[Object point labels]
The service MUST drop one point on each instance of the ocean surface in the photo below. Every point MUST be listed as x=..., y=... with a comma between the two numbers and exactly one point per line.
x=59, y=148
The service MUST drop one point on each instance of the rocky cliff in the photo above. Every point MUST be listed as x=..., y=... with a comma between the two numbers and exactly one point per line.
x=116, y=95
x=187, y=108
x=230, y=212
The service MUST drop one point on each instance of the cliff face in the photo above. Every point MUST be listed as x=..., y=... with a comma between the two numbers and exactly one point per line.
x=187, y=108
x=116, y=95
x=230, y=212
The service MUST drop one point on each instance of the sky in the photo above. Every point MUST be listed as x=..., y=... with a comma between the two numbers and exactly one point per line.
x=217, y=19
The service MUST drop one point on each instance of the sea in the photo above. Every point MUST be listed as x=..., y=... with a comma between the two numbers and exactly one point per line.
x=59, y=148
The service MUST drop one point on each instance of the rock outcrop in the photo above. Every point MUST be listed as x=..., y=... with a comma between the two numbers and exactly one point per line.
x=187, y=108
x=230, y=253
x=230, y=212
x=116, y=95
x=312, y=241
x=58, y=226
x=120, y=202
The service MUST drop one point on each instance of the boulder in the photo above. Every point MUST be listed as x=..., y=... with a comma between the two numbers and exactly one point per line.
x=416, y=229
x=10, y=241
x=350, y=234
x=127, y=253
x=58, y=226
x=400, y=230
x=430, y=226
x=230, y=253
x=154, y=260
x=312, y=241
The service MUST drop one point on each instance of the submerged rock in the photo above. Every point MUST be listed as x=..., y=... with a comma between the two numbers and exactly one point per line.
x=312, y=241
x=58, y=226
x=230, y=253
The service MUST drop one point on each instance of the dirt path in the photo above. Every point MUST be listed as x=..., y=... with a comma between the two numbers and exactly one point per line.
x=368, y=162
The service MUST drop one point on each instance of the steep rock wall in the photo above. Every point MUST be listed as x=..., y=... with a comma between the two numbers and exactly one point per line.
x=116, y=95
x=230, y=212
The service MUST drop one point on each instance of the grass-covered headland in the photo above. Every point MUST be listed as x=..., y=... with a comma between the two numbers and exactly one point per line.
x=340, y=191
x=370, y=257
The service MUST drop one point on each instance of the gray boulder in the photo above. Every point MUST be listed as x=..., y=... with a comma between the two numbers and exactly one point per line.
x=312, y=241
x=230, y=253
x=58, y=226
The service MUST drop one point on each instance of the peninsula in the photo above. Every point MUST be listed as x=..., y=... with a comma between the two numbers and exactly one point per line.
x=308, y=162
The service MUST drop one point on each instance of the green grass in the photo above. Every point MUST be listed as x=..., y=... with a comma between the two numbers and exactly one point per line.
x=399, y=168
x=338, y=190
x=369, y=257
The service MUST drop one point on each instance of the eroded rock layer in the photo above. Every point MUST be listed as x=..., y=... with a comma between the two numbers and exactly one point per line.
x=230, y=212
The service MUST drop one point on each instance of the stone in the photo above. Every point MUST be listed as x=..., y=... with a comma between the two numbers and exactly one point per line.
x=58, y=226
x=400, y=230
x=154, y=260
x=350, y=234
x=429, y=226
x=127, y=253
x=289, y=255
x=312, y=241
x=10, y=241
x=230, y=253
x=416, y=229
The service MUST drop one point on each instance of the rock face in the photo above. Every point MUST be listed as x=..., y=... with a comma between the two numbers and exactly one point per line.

Required work => Could you rewrite every line of the records starting at the one containing "the rock outcrop" and ending at the one containing "x=120, y=202", both included? Leave each line as it is except the x and y coordinates: multiply them by 1.4 and round to whole numbers, with halves rounded up.

Result of this exercise =>
The service MUST drop one point on each instance of the rock outcrop in the photo above. Every point MUST be listed as x=..., y=... with a comma between the two numbers and exactly one point per line.
x=262, y=151
x=322, y=354
x=322, y=297
x=162, y=133
x=437, y=337
x=81, y=316
x=168, y=283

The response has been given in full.